** The task **
An exact transcription of the data below is needed.

** Input **
####################
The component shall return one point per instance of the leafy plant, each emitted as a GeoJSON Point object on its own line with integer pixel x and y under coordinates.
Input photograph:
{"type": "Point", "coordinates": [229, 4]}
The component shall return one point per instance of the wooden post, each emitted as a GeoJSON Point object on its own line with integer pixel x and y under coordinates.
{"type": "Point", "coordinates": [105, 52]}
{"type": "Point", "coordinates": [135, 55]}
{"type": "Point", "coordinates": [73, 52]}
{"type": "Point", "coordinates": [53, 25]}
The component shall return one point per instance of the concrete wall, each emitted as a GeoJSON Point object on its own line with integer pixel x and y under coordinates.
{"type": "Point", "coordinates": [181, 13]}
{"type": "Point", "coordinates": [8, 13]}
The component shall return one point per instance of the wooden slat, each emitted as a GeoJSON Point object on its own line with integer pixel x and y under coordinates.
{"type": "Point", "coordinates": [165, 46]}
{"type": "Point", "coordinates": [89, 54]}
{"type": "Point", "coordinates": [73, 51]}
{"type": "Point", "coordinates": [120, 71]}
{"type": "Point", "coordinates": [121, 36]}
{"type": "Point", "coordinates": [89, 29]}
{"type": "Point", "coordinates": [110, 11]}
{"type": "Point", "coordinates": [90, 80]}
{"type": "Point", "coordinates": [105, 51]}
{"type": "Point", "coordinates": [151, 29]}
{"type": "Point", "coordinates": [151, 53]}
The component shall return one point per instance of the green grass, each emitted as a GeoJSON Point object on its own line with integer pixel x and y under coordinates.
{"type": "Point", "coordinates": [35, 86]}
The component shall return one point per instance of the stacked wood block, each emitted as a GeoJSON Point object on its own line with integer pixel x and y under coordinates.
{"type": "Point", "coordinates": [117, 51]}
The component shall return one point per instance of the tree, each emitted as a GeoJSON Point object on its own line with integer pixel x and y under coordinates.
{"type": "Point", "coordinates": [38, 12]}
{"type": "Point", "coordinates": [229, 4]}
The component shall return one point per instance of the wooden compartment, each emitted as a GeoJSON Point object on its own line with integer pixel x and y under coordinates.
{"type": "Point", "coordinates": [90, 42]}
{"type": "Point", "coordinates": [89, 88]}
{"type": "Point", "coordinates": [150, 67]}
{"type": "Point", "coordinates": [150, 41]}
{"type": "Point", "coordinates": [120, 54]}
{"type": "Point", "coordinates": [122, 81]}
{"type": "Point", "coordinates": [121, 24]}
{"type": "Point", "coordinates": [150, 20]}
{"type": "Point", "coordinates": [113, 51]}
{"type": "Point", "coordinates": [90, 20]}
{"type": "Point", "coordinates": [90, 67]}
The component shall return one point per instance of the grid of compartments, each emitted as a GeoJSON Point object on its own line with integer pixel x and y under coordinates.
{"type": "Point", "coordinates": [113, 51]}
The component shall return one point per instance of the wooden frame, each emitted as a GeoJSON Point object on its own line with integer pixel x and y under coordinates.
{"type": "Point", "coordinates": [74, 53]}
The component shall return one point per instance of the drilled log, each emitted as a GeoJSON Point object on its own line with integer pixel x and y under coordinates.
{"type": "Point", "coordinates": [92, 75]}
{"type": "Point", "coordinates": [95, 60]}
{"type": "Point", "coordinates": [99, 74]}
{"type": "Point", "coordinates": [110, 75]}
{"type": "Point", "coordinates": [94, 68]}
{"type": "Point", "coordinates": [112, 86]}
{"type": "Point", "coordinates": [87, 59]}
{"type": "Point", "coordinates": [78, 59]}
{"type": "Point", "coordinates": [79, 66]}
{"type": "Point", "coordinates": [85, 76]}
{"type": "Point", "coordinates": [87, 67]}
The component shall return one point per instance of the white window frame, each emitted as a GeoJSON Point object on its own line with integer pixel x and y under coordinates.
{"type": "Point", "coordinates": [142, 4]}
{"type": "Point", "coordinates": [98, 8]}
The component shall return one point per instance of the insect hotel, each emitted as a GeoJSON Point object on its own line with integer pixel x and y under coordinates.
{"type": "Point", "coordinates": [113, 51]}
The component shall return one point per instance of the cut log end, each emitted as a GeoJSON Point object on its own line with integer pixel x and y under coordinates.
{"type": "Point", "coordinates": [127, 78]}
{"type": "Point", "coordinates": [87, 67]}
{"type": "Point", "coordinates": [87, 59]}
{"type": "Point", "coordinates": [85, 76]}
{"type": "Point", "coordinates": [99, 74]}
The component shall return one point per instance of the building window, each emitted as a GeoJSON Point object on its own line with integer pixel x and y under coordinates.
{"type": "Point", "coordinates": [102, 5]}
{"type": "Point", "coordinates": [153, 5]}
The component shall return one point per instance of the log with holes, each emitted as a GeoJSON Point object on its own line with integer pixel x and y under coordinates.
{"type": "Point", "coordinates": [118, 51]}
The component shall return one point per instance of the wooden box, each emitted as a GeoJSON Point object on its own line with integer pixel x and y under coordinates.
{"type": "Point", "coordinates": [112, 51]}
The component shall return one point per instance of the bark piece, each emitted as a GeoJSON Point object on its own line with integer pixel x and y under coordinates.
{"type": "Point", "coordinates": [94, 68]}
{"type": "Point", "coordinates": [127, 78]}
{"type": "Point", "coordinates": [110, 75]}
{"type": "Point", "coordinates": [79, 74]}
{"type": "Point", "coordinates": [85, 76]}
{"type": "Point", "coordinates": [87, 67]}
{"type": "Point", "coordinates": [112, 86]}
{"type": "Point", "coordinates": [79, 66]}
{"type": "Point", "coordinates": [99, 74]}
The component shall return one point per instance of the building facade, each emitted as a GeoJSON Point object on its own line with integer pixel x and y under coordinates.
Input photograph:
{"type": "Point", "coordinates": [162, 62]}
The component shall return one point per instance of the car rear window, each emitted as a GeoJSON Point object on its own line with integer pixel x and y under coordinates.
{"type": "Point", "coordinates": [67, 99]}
####################
** Output for this task **
The component shall return one point per instance of the leafy plant, each emitted as a GeoJSON Point object on its own line with integer pixel x and y under coordinates.
Input photograph:
{"type": "Point", "coordinates": [229, 4]}
The component shall return one point per instance of the wooden post, each emitted as a GeoJSON Point object on its own line with integer pixel x and y under coordinates.
{"type": "Point", "coordinates": [105, 52]}
{"type": "Point", "coordinates": [135, 55]}
{"type": "Point", "coordinates": [73, 52]}
{"type": "Point", "coordinates": [53, 25]}
The component shall return one point per instance of the concrete wall, each emitted as a GeoJSON Point object on its own line with integer pixel x and y under coordinates.
{"type": "Point", "coordinates": [181, 13]}
{"type": "Point", "coordinates": [8, 13]}
The component shall return one point per instance of the wooden slat, each emitted as a GeoJSON Point object on its own line with integer pixel x and y under coordinates.
{"type": "Point", "coordinates": [165, 46]}
{"type": "Point", "coordinates": [89, 54]}
{"type": "Point", "coordinates": [73, 51]}
{"type": "Point", "coordinates": [120, 71]}
{"type": "Point", "coordinates": [121, 36]}
{"type": "Point", "coordinates": [89, 29]}
{"type": "Point", "coordinates": [110, 11]}
{"type": "Point", "coordinates": [90, 80]}
{"type": "Point", "coordinates": [105, 51]}
{"type": "Point", "coordinates": [151, 29]}
{"type": "Point", "coordinates": [151, 53]}
The component shall return one point per instance of the green grass, each emitted as a GeoJSON Point object on its own line with integer pixel x and y under coordinates.
{"type": "Point", "coordinates": [35, 86]}
The component shall return one point per instance of the stacked wood block, each emitted as a GeoJSON Point object on its own line with integer pixel x and y under coordinates.
{"type": "Point", "coordinates": [117, 51]}
The component shall return one point per instance of the tree, each emitted as a GeoJSON Point object on its own line with integer pixel x and y under coordinates.
{"type": "Point", "coordinates": [38, 12]}
{"type": "Point", "coordinates": [229, 4]}
The component shall return one point per instance of the wooden compartment, each emitted as a GeoJSON Point object on its own line with integer pixel x and y under coordinates.
{"type": "Point", "coordinates": [90, 42]}
{"type": "Point", "coordinates": [89, 88]}
{"type": "Point", "coordinates": [150, 67]}
{"type": "Point", "coordinates": [150, 41]}
{"type": "Point", "coordinates": [120, 54]}
{"type": "Point", "coordinates": [122, 81]}
{"type": "Point", "coordinates": [121, 24]}
{"type": "Point", "coordinates": [150, 20]}
{"type": "Point", "coordinates": [113, 51]}
{"type": "Point", "coordinates": [90, 20]}
{"type": "Point", "coordinates": [90, 67]}
The component shall return one point per instance of the grid of compartments, each emitted as a GeoJSON Point object on its own line with integer pixel x and y under coordinates.
{"type": "Point", "coordinates": [113, 51]}
The component shall return one point per instance of the wooden frame, each emitted as a GeoJSON Point object on its own line with integer pixel x and y under coordinates.
{"type": "Point", "coordinates": [74, 53]}
The component shall return one point per instance of the drilled log, each emitted as a GeoJSON Point object on its own line with integer pixel x and y under coordinates.
{"type": "Point", "coordinates": [92, 75]}
{"type": "Point", "coordinates": [95, 60]}
{"type": "Point", "coordinates": [99, 74]}
{"type": "Point", "coordinates": [110, 75]}
{"type": "Point", "coordinates": [94, 68]}
{"type": "Point", "coordinates": [112, 86]}
{"type": "Point", "coordinates": [87, 59]}
{"type": "Point", "coordinates": [78, 59]}
{"type": "Point", "coordinates": [79, 66]}
{"type": "Point", "coordinates": [85, 76]}
{"type": "Point", "coordinates": [87, 67]}
The component shall return one point per instance of the white window frame, each emitted as a GeoJSON Point object on its own line with integer pixel x and y under coordinates.
{"type": "Point", "coordinates": [142, 4]}
{"type": "Point", "coordinates": [98, 8]}
The component shall return one point per instance of the insect hotel, each emitted as a GeoJSON Point object on its own line with integer pixel x and y under coordinates.
{"type": "Point", "coordinates": [113, 51]}
The component shall return one point per instance of the cut log end, each emitted as a GeoJSON Point object on its own line with integer pixel x and y under coordinates.
{"type": "Point", "coordinates": [127, 78]}
{"type": "Point", "coordinates": [87, 67]}
{"type": "Point", "coordinates": [87, 59]}
{"type": "Point", "coordinates": [85, 76]}
{"type": "Point", "coordinates": [99, 74]}
The component shall return one point per instance of the building window, each emitted as a GeoJSON Point object on its own line with integer pixel x and y under coordinates.
{"type": "Point", "coordinates": [102, 5]}
{"type": "Point", "coordinates": [153, 5]}
The component shall return one point per instance of the log with holes, each emitted as a GeoJSON Point object on its own line with integer pixel x and y under coordinates.
{"type": "Point", "coordinates": [118, 51]}
The component shall return one point per instance of the wooden box, each emitted as a GeoJSON Point object on its own line with integer pixel x and y under coordinates.
{"type": "Point", "coordinates": [112, 51]}
The component shall return one point per instance of the bark piece, each emitted as a GeoJSON Point object on its own line with integer pixel x and y under coordinates.
{"type": "Point", "coordinates": [94, 68]}
{"type": "Point", "coordinates": [127, 78]}
{"type": "Point", "coordinates": [110, 75]}
{"type": "Point", "coordinates": [79, 74]}
{"type": "Point", "coordinates": [85, 76]}
{"type": "Point", "coordinates": [87, 67]}
{"type": "Point", "coordinates": [112, 86]}
{"type": "Point", "coordinates": [79, 66]}
{"type": "Point", "coordinates": [99, 74]}
The component shall return one point per instance of the building facade, each emitted as a GeoJSON Point object on its own line with integer pixel x and y under coordinates.
Input photograph:
{"type": "Point", "coordinates": [162, 62]}
The component shall return one point per instance of the car rear window, each emitted as a GeoJSON Point object on its own line with integer pixel x and y under coordinates.
{"type": "Point", "coordinates": [67, 99]}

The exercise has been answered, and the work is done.